- [What is expected] How many lines in the data below include the word "crowd"? State the number alone.

(Dataset records)
*** Block opens ***

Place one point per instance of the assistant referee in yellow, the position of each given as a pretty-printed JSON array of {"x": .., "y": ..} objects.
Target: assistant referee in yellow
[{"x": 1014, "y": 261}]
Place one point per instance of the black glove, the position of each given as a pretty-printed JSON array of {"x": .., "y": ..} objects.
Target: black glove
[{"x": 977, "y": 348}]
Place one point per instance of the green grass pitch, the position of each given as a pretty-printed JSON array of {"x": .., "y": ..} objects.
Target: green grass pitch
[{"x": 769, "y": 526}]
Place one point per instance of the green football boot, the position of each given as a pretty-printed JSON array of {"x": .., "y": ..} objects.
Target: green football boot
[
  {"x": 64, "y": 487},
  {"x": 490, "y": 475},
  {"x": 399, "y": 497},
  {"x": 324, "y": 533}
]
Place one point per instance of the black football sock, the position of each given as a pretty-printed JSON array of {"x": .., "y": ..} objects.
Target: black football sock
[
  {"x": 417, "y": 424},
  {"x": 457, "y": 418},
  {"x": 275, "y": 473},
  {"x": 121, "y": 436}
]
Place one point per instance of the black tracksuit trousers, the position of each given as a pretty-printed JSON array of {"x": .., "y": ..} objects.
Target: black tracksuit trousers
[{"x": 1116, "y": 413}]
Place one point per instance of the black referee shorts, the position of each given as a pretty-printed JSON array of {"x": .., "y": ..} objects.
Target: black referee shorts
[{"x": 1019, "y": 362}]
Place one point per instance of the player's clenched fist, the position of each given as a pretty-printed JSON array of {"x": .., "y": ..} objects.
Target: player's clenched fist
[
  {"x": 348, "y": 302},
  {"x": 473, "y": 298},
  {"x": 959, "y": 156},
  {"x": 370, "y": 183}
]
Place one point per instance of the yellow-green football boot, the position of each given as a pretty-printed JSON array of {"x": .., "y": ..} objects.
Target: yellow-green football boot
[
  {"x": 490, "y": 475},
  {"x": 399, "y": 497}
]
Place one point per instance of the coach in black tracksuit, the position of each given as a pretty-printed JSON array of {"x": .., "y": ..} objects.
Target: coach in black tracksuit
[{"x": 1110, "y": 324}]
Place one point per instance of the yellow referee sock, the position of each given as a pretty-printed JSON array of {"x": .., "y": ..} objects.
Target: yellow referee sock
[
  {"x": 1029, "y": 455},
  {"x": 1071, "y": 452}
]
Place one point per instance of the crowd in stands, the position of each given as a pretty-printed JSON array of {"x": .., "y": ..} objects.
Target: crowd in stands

*** Block closes ***

- [Answer space] 2